Set of tasks -
• a. According to the passage on Inishmurray, in which years did the Vikings attack the island's ecclesiastical settlement?
• b. List every activity that the passage on Inishmurray says the island's 19th- and 20th-century population took part in.
** Opening Passage to read block **
Inishmurray ( or Inis Muireadheach meaning 'Muireadheach's island') is an uninhabited island situated 7 km off the coast of County Sligo, Ireland.

== Geography ==
The island, which is approximately 3.75 km long and 0.75 km wide, is 0.9 km2 in area. It is 7 km from the coast of County Sligo within Donegal Bay.

== Etymology ==
Inishmurray may be named after the early saint, Muiredach mac Echdach (fl. early 6th century) of Killala.

== History ==
There are remains of an early Irish monastic settlement. Laisrén (Saint Molaise) Mac Decláin reputedly founded a monastery here in the 6th century. He was confessor of Saint Columba (Colmcille) after the Battle of Cúl Dreimhne on the mainland nearby. His feast day is 12 August.

The island's ecclesiastical settlement was attacked in 795 and again in 807 by the Vikings, and eventually the monks abandoned the island and it remained uninhabited until the first secular settlement, probably in the 12th century.

===Monastery complex===
The monastery's enclosure wall reaches 4.5 m in height at its highest point and is up to 3 m thick in places. The site contains various ecclesiastical buildings including enclosures, a stone-roofed oratory, two churches, a clochán, a large beehive-shaped cell, a holy well and other remains including cross slabs suggesting foreign influences. The whole complex is composed of what is probably local sandstone rubble.

===19th and 20th century===
The island's population, which peaked at just over 100 in the 1880s, were involved in lobster fishing, vegetable farming and grazing cattle. Some locals were also involved in the "illicit" distilling and selling of poitín.
** Closing Passage to read block **
** Opening Dataset content block **
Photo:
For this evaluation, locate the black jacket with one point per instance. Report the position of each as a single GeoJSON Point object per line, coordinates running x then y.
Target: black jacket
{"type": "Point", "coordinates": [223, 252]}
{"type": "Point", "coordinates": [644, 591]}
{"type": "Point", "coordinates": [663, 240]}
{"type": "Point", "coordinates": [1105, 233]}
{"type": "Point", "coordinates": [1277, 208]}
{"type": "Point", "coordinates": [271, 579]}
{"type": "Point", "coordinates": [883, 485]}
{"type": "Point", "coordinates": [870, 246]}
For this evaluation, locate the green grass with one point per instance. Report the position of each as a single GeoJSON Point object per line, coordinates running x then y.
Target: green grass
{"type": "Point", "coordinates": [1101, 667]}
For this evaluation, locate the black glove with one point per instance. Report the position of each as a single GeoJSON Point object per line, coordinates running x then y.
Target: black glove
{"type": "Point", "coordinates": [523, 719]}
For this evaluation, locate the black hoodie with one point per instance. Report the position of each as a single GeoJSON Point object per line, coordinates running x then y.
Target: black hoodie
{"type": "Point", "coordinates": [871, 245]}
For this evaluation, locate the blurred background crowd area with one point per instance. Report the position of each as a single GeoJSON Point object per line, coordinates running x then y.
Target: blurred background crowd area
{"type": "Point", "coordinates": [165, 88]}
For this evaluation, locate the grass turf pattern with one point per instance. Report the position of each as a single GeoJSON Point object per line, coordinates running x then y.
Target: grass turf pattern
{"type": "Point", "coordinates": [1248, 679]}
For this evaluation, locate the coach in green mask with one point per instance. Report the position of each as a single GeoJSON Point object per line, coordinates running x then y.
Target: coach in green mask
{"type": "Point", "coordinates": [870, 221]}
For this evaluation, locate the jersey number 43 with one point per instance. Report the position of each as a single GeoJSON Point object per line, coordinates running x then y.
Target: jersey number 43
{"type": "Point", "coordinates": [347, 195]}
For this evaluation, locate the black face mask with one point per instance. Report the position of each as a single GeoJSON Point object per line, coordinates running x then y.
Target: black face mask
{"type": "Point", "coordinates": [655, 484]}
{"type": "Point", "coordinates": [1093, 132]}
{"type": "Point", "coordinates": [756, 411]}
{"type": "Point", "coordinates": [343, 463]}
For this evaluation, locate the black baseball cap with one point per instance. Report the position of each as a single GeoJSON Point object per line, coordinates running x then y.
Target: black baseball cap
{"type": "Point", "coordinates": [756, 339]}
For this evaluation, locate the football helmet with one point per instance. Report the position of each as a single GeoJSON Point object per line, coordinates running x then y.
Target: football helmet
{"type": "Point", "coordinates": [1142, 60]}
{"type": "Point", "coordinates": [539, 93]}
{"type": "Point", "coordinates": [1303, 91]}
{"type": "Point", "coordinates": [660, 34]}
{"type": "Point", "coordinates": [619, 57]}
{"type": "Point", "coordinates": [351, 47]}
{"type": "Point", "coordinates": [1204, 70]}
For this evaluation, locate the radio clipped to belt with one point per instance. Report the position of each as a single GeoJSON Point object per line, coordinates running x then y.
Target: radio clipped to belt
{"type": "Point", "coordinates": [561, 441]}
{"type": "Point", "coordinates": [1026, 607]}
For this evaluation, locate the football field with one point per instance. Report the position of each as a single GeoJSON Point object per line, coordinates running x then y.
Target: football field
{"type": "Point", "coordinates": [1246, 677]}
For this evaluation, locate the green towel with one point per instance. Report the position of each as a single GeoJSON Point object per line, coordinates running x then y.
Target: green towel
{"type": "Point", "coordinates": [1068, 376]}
** Closing Dataset content block **
Exercise solutions -
• a. 795 and 807

• b. Lobster fishing, vegetable farming, grazing cattle, and the "illicit" distilling and selling of poitín